begin STORED DATA

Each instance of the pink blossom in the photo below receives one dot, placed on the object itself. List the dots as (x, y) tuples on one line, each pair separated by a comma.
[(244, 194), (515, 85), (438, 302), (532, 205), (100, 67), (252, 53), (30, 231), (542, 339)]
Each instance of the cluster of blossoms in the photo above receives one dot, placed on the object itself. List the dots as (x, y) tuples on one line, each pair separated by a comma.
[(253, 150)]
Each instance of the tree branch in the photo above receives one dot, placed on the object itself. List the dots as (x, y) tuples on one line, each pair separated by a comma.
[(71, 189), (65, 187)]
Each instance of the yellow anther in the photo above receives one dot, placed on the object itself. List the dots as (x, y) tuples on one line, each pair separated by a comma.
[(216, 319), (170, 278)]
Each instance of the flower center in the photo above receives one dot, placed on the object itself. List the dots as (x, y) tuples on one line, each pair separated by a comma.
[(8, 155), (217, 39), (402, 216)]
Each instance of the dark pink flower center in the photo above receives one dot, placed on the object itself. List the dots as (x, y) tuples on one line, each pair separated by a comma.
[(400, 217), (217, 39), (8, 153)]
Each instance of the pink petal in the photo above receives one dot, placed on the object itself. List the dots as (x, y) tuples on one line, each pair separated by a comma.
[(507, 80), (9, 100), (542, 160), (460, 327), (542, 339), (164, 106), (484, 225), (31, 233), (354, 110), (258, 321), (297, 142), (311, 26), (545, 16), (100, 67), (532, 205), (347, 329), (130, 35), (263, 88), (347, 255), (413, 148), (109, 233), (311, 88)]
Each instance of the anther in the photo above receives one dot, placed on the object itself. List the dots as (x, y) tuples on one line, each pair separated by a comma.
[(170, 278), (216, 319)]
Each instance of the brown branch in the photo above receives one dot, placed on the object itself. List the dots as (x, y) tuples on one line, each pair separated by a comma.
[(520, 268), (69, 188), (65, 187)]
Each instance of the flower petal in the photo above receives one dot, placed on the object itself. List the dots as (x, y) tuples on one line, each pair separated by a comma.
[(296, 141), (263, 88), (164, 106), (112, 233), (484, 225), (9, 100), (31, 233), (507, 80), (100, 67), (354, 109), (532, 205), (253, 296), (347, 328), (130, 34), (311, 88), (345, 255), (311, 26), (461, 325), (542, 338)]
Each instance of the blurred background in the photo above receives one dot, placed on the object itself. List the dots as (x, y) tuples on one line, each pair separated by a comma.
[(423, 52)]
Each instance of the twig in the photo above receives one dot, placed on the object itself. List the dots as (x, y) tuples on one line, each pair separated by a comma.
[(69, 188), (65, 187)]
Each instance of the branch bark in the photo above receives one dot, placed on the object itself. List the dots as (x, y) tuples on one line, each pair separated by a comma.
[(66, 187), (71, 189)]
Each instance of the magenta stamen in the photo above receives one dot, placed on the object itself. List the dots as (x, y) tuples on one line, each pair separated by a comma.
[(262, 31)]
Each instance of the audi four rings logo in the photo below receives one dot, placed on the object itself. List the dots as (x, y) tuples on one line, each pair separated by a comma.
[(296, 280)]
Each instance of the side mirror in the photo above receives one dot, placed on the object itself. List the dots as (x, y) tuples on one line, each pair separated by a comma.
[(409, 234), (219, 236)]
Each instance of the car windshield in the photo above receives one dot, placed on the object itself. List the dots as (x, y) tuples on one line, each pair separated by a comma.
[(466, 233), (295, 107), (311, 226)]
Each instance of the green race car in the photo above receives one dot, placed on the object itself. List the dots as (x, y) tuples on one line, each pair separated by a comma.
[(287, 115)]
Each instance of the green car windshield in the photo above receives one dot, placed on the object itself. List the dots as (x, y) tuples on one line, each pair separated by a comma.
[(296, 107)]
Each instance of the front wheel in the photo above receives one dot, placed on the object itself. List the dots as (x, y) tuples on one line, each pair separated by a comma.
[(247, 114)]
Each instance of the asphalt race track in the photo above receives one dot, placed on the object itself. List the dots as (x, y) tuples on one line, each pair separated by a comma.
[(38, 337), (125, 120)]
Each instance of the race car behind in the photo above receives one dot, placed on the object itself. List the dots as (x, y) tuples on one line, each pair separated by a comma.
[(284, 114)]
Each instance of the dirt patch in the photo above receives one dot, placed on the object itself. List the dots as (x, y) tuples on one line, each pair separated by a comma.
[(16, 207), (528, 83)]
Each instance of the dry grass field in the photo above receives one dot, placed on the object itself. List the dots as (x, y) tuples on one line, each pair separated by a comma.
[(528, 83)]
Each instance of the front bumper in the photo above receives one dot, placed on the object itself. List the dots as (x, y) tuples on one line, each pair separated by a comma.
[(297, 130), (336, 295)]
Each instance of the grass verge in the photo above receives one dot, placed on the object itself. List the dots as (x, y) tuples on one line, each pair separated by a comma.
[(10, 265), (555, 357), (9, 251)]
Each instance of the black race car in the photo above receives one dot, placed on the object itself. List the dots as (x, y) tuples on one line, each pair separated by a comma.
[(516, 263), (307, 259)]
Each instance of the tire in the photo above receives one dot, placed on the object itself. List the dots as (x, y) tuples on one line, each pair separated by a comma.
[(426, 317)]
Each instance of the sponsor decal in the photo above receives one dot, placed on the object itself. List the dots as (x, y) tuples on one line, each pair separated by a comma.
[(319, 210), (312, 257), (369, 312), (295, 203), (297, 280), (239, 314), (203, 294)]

end STORED DATA

◆ PROBLEM STATEMENT ◆
Rewrite the whole listing above, putting "gets a single dot" wherever "receives one dot" occurs and leaving every other word untouched.

◆ SOLUTION TO THIS TASK ◆
Each instance of the pink blossom in the photo below gets a single dot, placed on the object itself. List the dots as (x, y) tuples on one line, each pair separated by a comma.
[(244, 194), (515, 85), (438, 302), (532, 205), (100, 67), (252, 53), (30, 231), (542, 339)]
Each instance of the cluster of blossoms in the photo above gets a single dot, placed on the object itself. List the dots as (x, y) tuples on one line, each pair separated by a comma.
[(253, 150)]
Each instance of the tree branch in the photo above gets a single dot, placed on the object itself. List the dots as (x, y) tuples on one line, each pair separated by a comma.
[(71, 189), (65, 187)]
Each instance of the yellow anther in the photo above gets a single dot, placed on the object itself. List the dots as (x, y) tuples on one line, each pair separated by a comma.
[(216, 319), (170, 278)]
Each instance of the flower center in the photo above gets a single dot, placed on the object itself. List the dots as (x, y) tuples on one line, each pair separated by a comma.
[(8, 155), (217, 39), (402, 216)]
Each instance of the dark pink flower center in the photo above gets a single dot, placed on the object itself. List the dots as (x, y) tuples on one line, each pair separated by a comma.
[(400, 217), (217, 39), (8, 153)]
Each instance of the pink petal in the photo above gets a single dot, placed on the object itself. List the dots as (x, y) tuples on one line, each pair separated by a comma.
[(507, 80), (9, 100), (542, 160), (460, 327), (542, 339), (164, 106), (484, 225), (31, 233), (354, 110), (258, 321), (297, 142), (311, 26), (545, 16), (100, 67), (532, 205), (347, 329), (130, 35), (263, 88), (347, 255), (413, 148), (109, 233), (311, 88)]
Each instance of the anther in the photo above gets a single dot, placed on the object itself. List the dots as (x, y) tuples on one line, each pair separated by a comma.
[(170, 278), (216, 319)]
Each instance of the brown branch in the photo above gets a single dot, placed on the object itself. List the dots as (x, y) tuples on one line, each pair separated by a comma.
[(520, 268), (69, 188), (65, 187)]
Each instance of the flower petal in the photo above gets a single dot, placed on the object itself. List the dots as (x, y) tuples on one line, each pair separated by a comma.
[(296, 141), (263, 88), (164, 106), (112, 233), (484, 225), (9, 100), (31, 233), (507, 80), (100, 67), (354, 109), (532, 205), (253, 296), (347, 328), (130, 34), (311, 88), (345, 255), (311, 26), (461, 325), (542, 338)]
Each instance of the blurred background in the photo above gets a single dot, placed on the object itself. List the dots as (x, y) tuples on one line, each pair separated by a comma.
[(423, 52)]
Each instance of the twig in the photo above gets a single dot, placed on the object itself. List the dots as (x, y) tuples on one line, each pair separated by a comma.
[(69, 188), (65, 187)]
Each instance of the branch bark in the photo above gets a single dot, placed on the object itself. List the dots as (x, y) tuples on one line, each pair separated by a comma.
[(66, 187), (71, 189)]
Each instance of the magenta stamen in the photo above gets a single dot, placed on the object itself. List the dots as (x, y) tuples on one line, each pair separated by a comma.
[(262, 31)]
Each instance of the audi four rings logo in the photo below gets a single dot, placed on the object itself. List the dots as (x, y) tuples on one line, each pair separated by a comma.
[(296, 280)]
Each instance of the side mirror in the photo above gets a single dot, placed on the object itself. List the dots as (x, y) tuples on one line, each pair separated by a comma.
[(409, 234), (219, 236)]
Each instance of the car windshield in the photo above gets a single dot, placed on the object itself. List the dots as (x, y) tuples on one line, each pair separated by a comma.
[(466, 233), (295, 107), (311, 226)]
Each instance of the green race car in the photo above gets a single dot, placed on the object itself. List the dots as (x, y) tuples on one line, each pair separated by a comma.
[(287, 115)]
Each instance of the green car windshield in the photo above gets a single dot, placed on the object itself. List the dots as (x, y) tuples on one line, each pair separated by a comma.
[(296, 107)]
Each instance of the front wheel in the photo above gets a single dot, placed on the object itself. List the dots as (x, y) tuples on one line, each pair separated by a comma.
[(247, 114)]
Each instance of the asphalt race track in the photo above gets a single dot, placed on the object itself. List the dots as (x, y) tuples on one line, each pair separated by a comma.
[(38, 337), (125, 120)]
Each instance of the race car behind in the photo above gets a single dot, placed on the object itself. List the dots as (x, y) tuples on one line, each pair separated by a comma.
[(284, 114)]
Each instance of the dirt patch in the photo above gets a single dot, placed on the object itself. List the dots as (x, y) tuples on one line, each pair separated by a comma.
[(16, 207), (528, 83)]
Each instance of the dry grass field in the photo above gets a single dot, placed on the object itself. List the dots as (x, y) tuples on one line, each pair separated by a comma.
[(528, 83)]
Each instance of the front bumper in the photo above gets a single dot, placed on the object itself. List the dots as (x, y) tuples on one line, each pair separated by a comma.
[(297, 130), (336, 295)]
Each instance of the grass verge in the photo above gets a single dot, placed on the object itself. List the dots as (x, y) tuples on one line, each pair separated by a comma.
[(10, 265), (555, 357), (9, 251)]
Each instance of the black race car in the photo above gets a single dot, placed on the object itself. List the dots as (x, y) tuples on one line, each pair separated by a comma.
[(516, 263), (307, 259)]
Each instance of the tire in the photo above gets a single dot, placed on the object itself. List the dots as (x, y) tuples on one line, each pair separated by a comma.
[(426, 317)]
Each instance of the sponsor decal in the photo above gets a single dot, placed on the object itself. List the dots as (x, y) tuples on one line, each pair separated by a comma.
[(319, 210), (312, 257), (369, 312), (295, 203), (297, 280), (239, 314), (203, 294)]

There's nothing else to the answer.